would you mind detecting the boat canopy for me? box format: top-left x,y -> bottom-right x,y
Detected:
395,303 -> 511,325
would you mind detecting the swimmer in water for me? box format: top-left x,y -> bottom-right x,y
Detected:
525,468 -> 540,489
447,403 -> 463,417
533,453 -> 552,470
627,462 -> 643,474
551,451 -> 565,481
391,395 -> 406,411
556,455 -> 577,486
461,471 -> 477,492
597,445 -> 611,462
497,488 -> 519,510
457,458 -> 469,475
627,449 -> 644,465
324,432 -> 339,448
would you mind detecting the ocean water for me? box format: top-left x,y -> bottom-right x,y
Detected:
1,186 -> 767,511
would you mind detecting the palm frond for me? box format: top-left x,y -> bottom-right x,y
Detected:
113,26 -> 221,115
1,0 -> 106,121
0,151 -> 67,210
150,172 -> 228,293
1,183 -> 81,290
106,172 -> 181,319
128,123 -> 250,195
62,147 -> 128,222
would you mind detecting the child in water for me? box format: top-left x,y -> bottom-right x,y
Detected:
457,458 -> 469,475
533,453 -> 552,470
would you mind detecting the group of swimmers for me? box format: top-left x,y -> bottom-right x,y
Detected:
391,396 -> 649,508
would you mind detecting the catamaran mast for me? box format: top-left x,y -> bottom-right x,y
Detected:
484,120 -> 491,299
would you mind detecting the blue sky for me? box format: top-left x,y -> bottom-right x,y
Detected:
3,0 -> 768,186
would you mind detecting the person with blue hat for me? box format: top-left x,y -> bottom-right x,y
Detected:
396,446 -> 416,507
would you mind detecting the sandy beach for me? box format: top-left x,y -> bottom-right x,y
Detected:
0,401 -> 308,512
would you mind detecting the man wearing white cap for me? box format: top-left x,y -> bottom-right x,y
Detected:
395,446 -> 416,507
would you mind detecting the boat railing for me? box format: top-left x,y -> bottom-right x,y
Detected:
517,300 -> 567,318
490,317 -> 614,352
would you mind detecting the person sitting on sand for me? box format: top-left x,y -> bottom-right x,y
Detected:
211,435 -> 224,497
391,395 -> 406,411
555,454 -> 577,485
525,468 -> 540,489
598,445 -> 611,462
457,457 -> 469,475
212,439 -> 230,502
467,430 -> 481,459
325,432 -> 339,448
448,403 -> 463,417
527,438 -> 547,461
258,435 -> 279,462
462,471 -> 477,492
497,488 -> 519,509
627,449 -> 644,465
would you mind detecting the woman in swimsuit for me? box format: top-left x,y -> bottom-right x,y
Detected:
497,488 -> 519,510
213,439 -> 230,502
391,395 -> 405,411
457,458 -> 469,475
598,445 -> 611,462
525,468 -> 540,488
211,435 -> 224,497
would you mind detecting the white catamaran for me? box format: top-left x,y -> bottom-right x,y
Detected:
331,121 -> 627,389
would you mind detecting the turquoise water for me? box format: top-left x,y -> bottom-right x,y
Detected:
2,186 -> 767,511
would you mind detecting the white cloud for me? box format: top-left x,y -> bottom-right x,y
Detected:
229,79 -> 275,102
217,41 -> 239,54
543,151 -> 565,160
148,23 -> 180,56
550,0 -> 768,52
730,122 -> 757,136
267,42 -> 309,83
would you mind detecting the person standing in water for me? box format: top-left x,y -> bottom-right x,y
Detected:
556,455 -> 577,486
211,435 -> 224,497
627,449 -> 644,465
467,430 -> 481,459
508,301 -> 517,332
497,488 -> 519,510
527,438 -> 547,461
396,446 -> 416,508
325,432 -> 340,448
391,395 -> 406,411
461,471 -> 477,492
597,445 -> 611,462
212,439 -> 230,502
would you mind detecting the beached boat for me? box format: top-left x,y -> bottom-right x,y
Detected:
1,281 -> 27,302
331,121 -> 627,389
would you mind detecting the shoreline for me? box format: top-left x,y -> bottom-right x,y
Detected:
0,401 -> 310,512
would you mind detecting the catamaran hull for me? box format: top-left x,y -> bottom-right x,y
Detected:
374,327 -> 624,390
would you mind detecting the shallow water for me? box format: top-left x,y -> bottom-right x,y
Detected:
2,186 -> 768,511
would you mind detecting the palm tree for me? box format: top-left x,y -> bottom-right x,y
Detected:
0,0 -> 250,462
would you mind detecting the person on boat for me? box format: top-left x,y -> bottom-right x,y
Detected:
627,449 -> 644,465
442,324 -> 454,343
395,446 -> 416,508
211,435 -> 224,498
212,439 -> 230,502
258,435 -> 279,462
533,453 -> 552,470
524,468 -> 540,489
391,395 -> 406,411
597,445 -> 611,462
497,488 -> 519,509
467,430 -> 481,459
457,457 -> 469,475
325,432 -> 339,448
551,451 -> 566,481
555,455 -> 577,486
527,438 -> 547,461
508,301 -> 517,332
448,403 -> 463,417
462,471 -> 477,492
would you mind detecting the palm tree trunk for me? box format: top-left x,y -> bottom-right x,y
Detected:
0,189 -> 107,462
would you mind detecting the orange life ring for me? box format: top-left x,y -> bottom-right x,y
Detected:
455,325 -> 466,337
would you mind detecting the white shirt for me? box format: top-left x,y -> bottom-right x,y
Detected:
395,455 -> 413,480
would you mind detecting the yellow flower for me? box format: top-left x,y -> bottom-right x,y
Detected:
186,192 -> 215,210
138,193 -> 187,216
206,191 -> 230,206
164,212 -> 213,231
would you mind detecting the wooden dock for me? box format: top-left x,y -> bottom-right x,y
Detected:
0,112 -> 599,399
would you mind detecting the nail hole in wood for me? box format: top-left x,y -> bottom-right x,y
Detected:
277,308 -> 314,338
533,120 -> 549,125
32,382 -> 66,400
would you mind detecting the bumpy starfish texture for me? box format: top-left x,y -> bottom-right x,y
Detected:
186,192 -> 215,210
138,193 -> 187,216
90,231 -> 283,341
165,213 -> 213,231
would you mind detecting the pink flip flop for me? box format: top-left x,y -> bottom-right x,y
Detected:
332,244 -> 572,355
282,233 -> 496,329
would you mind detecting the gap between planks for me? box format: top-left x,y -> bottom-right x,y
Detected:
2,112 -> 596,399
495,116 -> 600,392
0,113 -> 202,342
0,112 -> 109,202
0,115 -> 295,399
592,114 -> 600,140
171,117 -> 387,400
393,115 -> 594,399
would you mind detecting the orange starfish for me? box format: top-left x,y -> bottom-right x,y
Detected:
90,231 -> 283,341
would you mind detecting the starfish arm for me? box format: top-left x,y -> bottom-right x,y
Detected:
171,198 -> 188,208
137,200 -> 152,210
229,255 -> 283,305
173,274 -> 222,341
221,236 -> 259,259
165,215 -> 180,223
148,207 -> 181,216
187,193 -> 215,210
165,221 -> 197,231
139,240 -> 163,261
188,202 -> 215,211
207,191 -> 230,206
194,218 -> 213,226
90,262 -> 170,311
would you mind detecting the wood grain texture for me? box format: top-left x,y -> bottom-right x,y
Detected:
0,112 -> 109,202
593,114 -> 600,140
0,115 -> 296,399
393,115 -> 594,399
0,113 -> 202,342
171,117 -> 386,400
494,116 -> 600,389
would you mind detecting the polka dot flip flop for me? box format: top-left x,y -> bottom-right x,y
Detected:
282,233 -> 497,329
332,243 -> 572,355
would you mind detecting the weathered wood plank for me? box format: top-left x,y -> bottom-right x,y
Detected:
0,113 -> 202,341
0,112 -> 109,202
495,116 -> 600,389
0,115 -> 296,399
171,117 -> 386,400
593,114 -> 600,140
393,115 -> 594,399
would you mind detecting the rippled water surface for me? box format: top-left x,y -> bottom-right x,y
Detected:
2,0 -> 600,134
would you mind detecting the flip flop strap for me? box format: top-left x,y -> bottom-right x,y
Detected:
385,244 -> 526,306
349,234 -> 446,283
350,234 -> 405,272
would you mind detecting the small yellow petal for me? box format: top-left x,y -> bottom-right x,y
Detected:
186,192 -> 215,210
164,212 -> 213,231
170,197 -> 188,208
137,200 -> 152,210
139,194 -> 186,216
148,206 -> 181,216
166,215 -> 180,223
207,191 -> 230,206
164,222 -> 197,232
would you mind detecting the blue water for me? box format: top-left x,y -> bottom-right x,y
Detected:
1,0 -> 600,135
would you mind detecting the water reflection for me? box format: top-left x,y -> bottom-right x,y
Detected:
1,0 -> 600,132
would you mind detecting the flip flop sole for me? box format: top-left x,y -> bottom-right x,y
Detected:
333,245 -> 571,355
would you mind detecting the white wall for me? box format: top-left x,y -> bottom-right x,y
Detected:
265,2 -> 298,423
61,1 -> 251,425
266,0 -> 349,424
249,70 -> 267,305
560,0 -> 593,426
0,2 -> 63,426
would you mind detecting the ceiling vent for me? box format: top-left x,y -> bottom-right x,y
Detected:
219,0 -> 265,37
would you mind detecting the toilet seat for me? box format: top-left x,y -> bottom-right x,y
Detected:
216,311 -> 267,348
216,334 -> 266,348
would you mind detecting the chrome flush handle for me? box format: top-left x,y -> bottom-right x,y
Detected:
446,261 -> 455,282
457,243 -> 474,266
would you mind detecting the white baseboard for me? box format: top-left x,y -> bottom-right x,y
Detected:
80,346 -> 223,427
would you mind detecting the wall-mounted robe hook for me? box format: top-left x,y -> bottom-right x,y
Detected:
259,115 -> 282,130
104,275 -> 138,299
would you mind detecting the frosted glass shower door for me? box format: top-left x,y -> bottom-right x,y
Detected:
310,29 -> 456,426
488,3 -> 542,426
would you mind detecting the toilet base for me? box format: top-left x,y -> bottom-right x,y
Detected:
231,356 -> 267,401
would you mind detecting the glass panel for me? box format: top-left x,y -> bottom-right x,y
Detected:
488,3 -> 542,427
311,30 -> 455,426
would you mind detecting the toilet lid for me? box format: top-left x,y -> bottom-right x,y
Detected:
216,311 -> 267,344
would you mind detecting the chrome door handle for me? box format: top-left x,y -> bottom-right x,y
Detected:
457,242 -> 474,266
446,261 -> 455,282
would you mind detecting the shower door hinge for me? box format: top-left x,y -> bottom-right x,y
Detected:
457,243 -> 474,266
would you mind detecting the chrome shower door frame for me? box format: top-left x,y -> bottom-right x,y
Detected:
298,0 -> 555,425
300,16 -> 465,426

**********

Print each line, exactly as written, from the one that contains "would you mind detecting the glass" to the end of the data above, with both end lines included and nothing else.

Answer area »
would you mind detecting the glass panel for me? box format: top-left x,y -> bottom-right x,y
Detected:
488,3 -> 542,427
311,30 -> 455,426
would you mind detecting the toilet lid for me? box format: top-left x,y -> bottom-right x,y
Detected:
216,311 -> 267,344
would you mind detecting the chrome door handle for me? box format: top-left x,y -> bottom-right x,y
Detected:
457,242 -> 474,266
446,261 -> 455,282
would you mind detecting the shower door hinge for me? box format: top-left x,y -> bottom-right x,y
Detected:
457,243 -> 474,266
would you mind detecting the chrome shower door frame for me? box format: top-left x,y -> bottom-right x,y
Detected:
298,0 -> 555,425
300,16 -> 465,426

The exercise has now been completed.